**Text extract**
****

Agenda item - Questions from Councillors - to a member of Executive Board, the Chair of a Committee and the Chair of any other City Council body

Agenda item

Questions from Councillors - to a member of Executive Board, the Chair of a Committee and the Chair of any other City Council body

Minutes:

Councillor Georgina Culley submitted her apologies for the meeting and was unable to ask her question of the Portfolio Holder for Business, Growth and Transport. A written response would be provided in response to this question.

 

Councillor Jim Armstrong asked the following question of the Portfolio Holder for Business, Growth and Transport:

 

The Buses Bill 2016-17, sponsored by Lord Ahmad of Wimbledon was recently debated in the House of Lords on the 24th October, with an extensive discussion on Clause 21 of the Bill. Lord Ahmad said, and I quote:

‘Let me at the outset answer a question that was asked of me. I have said this before and I will say it again: there are existing municipal bus companies, such as Reading Buses and Nottingham City Transport that deliver a high standard of service. They can expect to continue to do so. Their ability to do that will not be affected by this clause; nor will it prevent local authorities working in partnership with a bus company. That is an underlying thread of the Bill.’

Does the Portfolio Holder accept that Clause 21 of the Buses Bill 2016-17 will have no impact on Nottingham City Council and Nottingham City Transport’s current arrangements?

****

Saved entries
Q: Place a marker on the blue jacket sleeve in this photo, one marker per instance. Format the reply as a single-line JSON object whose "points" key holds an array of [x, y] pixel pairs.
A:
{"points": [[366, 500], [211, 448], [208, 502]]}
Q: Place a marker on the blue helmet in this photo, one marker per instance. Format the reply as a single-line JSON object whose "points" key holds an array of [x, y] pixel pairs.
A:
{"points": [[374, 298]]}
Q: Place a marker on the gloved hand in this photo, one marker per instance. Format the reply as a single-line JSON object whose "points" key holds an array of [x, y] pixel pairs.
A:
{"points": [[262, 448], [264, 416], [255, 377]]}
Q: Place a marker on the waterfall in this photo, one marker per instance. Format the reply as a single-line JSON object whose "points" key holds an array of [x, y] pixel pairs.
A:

****

**Stated problem 1**
In the council minutes, who sponsored the Buses Bill 2016-17?
**Stated problem 2**
Write the next part of the council minutes on councillors' questions, picking up after their final sentence.
These rows were drawn from a separate source.

**Task answer 1**
Lord Ahmad of Wimbledon

**Task answer 2**
Councillor Nick McDonald replied as follows:

 

Thank you Lord Mayor. Yes, I think the word used by Lord Ahmad are fairly clear, however what I would say is that I’m not sure they’re entirely correct. Actually, when one reads the legislation, I think there are activities and commercial decisions which a publically owned bus company might make that could be affected by that Clause. We don’t know, it’s not clear, the government haven’t explained it and a lot of the guidance notes I was reading this morning, do not make it clear either.

 

Secondly, and I’ll leave it to colleagues to tell the Conservative Group why publically owned bus companies have been such a valuable asset for authorities who have had them for a number of years. I think our experience in Nottingham is having a publically owned bus company has been extremely important to the way that we run the city, to the way that we think about transport networks and the way we think about connecting our communities. That is why we don’t think other councils should be prevented from owning their own bus networks. There are a number of other interesting things in the Buses Bill, it’s a complicated piece of legislation and there are all sorts of things that could come from it for the future of councils and their transporting policies.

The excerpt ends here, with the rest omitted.